* **What the exercise asks**
From the entries below, return exactly the lines beginning at the one that contains "Pinpoint the puddle visible in the interface." and ending at the one that contains "Pinpoint the window with", both of them included, and only those lines.

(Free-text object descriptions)
---
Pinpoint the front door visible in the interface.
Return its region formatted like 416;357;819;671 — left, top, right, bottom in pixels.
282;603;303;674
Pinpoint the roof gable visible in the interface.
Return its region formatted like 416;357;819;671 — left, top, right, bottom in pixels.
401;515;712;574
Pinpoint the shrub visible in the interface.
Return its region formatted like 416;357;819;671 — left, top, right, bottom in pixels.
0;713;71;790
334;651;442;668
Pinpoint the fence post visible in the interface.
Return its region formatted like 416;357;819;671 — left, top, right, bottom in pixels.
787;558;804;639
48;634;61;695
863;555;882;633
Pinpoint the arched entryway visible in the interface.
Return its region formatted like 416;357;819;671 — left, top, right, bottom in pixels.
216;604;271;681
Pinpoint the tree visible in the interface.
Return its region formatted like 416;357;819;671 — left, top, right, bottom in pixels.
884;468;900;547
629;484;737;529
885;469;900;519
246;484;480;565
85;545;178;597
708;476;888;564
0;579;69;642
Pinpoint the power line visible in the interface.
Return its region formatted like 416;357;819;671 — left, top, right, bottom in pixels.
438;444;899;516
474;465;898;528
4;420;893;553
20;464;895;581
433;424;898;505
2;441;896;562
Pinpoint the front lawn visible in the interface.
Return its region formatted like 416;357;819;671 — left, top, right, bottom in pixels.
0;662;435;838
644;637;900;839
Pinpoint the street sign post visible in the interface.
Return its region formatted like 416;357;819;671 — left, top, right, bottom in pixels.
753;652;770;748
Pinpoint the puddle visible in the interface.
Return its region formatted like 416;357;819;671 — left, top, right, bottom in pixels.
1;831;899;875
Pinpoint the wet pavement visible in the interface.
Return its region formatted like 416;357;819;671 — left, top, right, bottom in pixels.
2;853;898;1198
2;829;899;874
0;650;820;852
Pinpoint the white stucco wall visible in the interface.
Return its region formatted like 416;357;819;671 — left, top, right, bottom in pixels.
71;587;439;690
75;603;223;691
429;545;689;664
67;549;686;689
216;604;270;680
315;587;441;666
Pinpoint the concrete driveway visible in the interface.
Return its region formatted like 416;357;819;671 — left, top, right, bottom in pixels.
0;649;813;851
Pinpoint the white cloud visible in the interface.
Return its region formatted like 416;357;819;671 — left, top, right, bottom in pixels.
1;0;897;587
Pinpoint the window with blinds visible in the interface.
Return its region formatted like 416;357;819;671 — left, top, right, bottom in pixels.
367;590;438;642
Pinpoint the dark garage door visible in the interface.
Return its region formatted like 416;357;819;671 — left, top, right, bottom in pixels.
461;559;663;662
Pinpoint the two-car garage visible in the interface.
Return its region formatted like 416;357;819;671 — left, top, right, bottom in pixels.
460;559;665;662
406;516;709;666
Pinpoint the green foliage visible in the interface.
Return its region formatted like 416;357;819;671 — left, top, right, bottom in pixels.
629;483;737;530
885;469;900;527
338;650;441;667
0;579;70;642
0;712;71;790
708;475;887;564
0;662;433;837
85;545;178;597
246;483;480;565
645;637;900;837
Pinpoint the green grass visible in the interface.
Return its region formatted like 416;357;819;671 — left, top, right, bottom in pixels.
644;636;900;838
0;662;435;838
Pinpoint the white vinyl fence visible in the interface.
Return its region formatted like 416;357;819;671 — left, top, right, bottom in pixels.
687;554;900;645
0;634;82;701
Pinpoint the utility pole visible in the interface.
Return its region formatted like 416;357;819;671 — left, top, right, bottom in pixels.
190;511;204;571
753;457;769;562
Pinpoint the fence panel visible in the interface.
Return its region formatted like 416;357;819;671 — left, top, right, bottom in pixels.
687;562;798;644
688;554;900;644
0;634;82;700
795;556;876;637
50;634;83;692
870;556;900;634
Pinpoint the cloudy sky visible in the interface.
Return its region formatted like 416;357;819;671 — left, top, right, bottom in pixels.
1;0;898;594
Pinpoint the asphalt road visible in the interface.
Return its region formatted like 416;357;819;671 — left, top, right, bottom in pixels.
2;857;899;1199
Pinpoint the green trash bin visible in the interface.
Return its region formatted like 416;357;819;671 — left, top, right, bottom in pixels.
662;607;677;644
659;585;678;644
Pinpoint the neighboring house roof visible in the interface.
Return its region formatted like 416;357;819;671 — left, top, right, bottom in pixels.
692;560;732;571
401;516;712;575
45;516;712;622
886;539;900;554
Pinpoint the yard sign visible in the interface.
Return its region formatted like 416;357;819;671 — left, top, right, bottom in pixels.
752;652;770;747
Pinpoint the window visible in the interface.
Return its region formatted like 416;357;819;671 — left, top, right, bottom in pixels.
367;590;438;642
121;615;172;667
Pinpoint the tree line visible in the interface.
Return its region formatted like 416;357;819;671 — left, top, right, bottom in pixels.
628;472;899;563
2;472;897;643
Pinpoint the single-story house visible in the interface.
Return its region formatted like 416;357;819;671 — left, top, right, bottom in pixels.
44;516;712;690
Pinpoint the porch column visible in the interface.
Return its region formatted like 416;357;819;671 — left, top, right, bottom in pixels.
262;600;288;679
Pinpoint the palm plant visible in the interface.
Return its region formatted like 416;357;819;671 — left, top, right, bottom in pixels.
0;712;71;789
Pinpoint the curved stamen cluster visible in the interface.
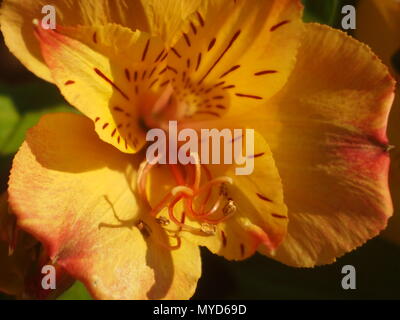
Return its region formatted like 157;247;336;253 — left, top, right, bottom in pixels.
---
* **Exercise answer**
Pinpoint the puddle visible in the interface.
Return its region formatted like 416;357;819;671 — left, top, right, bottom in pixels.
1;831;899;875
Pinpoint the wet pavement visible in the interface.
Return its region formatted like 416;357;819;671 — left, top, right, bottom in pixels.
2;853;898;1198
2;829;899;874
0;650;820;852
Pinpoint the white stucco wall visible in the interface.
Return its region formatted like 416;357;819;671 — left, top, right, bottom in pixels.
71;587;439;690
75;603;223;691
429;545;689;664
67;549;686;689
216;604;270;680
315;587;441;666
Pinpoint the concrete driveway visible in the interface.
Return its region formatted like 416;357;819;671 — left, top, right, bottom in pixels.
0;649;813;851
Pinpoint the white cloud visible in the interface.
Return its region formatted like 416;357;819;671 — left, top, right, bottom in pixels.
1;0;897;587
Pinpoint the window with blinds visible in the interface.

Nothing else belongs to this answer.